> BRIEF A
In the Bramley Court museum text, how long had the residents gone without leaving the care home before their first visit?
> BRIEF B
From the Bramley Court museum text, extract the part that begins with the words containing "During this time" and ends with "It was amazing.".
> BRIEF C
Write what comes next in the Bramley Court museum text, picking up after its last sentence.

(Beginning of SELECTED TEXT)

Artwork by Bramley Court resident, inspired by a painting in the museum’s collection

During this time when we have had to adapt how we work with smaller groups of 5 to 6 residents, I actually feel that the smaller groups are better, a richer experience, as we can tailor a session for a particular group’s needs. We had a lovely session last week, sparked all sorts of conversations and memories shared of childhood holidays, learning to swim as well as detailed discussion about how the art made us feel, the form and colours etc. we actually looked at three paintings and the session lasted for nearly two hours! It was amazing.

As the first lockdown was lifted, the Museum planned how it would safely open to the public but also how it could best provide a safe offer to our more vulnerable community groups. It was agreed that the safest offer for these groups would be to have exclusive access to the museum before it opened to the public.

Bramley Court Care Home were the first community group to take up this offer, enjoying three visits at the end of August and beginning of September. It was their first time out of the care home in five months and it was heart-warming and quite emotional to share in their experience of seeing the paintings in the galleries, finding familiar favourites and discovering new ones. They really enjoyed walking through the galleries together taking in the eclectic collections and the architecture of the building.

A Bramley Court resident enjoys revisiting the Fitzwilliam Museum after the first lockdown – and being interviewed for ITV News! Photo by Amanda Ward.

One of the residents said, “I’ve had a lifelong interest in art and I was thrilled to be visiting the museum again.” Another said she “enjoyed the connection of coming back to the museum which she had visited before with her daughter.”

With Claude Monet’s Springtime, one of the paintings featured in the Relax, Look, Imagine video series. Photo by Amanda Ward.

(End of SELECTED TEXT)
(Beginning of DATA EXTRACTS)

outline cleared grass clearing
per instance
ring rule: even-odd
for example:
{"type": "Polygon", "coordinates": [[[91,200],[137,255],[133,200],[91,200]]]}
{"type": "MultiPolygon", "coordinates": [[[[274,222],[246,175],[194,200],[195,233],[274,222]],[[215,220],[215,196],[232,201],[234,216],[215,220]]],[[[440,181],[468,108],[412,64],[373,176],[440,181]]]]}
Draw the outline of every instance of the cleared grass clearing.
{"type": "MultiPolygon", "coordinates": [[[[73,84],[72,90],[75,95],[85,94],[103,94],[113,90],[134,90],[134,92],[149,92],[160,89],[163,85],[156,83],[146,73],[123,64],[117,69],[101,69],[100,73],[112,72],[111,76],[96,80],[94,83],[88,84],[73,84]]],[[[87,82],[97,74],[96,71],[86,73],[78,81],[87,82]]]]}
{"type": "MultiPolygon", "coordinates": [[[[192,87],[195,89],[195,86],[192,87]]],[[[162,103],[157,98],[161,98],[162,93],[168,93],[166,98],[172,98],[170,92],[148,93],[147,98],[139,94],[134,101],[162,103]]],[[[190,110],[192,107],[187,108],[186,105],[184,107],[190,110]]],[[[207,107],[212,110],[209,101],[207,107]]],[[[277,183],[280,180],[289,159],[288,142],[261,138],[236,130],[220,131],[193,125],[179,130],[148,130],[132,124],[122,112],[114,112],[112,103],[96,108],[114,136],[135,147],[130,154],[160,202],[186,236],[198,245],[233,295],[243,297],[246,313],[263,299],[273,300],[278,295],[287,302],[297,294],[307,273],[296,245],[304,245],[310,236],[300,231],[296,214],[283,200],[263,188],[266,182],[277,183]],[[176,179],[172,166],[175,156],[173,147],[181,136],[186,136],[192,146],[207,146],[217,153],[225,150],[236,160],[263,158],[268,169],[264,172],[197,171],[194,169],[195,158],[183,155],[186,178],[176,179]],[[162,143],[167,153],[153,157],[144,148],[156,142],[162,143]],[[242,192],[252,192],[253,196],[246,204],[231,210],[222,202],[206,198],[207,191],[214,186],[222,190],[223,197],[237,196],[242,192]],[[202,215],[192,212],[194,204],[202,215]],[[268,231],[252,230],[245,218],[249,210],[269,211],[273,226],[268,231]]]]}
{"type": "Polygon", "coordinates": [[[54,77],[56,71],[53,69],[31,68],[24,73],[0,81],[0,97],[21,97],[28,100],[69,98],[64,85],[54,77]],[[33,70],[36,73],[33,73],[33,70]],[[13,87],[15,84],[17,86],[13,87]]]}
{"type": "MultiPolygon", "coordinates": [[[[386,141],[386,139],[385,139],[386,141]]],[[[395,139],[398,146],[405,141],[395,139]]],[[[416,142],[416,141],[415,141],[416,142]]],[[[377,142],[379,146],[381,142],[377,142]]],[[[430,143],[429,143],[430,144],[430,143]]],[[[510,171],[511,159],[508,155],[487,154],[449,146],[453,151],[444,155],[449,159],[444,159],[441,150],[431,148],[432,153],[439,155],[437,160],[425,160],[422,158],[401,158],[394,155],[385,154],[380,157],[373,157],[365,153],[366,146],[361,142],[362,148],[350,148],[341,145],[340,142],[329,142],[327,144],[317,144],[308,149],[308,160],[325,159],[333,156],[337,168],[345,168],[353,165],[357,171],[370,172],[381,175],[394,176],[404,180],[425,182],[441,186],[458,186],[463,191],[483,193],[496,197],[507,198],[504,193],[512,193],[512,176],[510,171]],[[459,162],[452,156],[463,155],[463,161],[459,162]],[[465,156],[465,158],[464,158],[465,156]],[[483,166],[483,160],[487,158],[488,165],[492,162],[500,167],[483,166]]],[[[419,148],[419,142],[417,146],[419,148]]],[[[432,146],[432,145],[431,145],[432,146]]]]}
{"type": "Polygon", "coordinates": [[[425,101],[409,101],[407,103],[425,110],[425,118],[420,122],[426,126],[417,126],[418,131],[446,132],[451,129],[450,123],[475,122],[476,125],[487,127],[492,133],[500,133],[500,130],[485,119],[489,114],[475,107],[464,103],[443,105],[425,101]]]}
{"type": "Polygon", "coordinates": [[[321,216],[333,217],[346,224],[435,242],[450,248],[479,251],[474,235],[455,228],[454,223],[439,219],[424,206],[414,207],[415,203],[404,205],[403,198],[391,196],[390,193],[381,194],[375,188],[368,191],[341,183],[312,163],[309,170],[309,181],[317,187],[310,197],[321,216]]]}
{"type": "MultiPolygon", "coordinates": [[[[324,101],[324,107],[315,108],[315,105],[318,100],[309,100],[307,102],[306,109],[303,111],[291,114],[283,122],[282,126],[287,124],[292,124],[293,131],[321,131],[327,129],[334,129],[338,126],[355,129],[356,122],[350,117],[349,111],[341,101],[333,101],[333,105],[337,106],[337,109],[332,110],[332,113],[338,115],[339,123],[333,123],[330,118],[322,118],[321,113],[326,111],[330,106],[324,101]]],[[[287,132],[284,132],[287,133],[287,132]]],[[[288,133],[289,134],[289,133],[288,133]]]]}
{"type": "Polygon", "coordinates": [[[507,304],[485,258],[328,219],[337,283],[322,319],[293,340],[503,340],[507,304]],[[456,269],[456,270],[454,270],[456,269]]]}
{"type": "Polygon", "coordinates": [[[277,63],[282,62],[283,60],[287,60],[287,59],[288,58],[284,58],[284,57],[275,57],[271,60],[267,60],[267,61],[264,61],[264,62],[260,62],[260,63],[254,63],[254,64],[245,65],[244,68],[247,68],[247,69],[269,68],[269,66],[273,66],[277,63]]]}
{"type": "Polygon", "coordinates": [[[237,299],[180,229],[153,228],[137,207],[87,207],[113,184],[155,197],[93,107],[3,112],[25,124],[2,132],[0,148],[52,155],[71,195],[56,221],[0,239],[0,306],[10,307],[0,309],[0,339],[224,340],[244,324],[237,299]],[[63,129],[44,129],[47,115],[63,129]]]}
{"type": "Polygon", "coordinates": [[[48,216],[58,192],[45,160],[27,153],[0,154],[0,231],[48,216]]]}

(End of DATA EXTRACTS)

> ANSWER SPACE A
Five months.

> ANSWER SPACE B
During this time when we have had to adapt how we work with smaller groups of 5 to 6 residents, I actually feel that the smaller groups are better, a richer experience, as we can tailor a session for a particular group’s needs. We had a lovely session last week, sparked all sorts of conversations and memories shared of childhood holidays, learning to swim as well as detailed discussion about how the art made us feel, the form and colours etc. we actually looked at three paintings and the session lasted for nearly two hours! It was amazing.

> ANSWER SPACE C
The return of lockdown in November 2020 and now from January 2021 has meant visits are once again suspended, and we look forward to being able to welcome Bramley Court residents to the museum when current restrictions lift and it feels safe to do so. In the meantime, we have started doing Zoom sessions as another way of bringing us together.

On a cold gloomy December afternoon, I was beamed via zoom into the cinema room with its dimmed lights and big comfy chairs. Five residents, Carol and the care home dog were all ready and waiting to drift into J.F. Lewis’s ‘The Siesta’. A richly textured, detailed and colourful painting depicting a woman stretched out, sleeping on a day bed in an old Ottoman House in Cairo, with vases full of flowers their intoxicating perfume filling the warm air. It reminded some of holidays spent in Italy and Spain and as the conversations continued the sound of gentle snoring could be heard, someone was enjoying a Siesta, truly an immersive experience.

I feel that this experience during these strangest of times has formed a close partnership where we have found new ways of engaging the residents, their families and staff with the museum collection.  Beyond the pandemic, I’m sure the different ways of reaching out to this diverse group of people will continue and make our provision richer.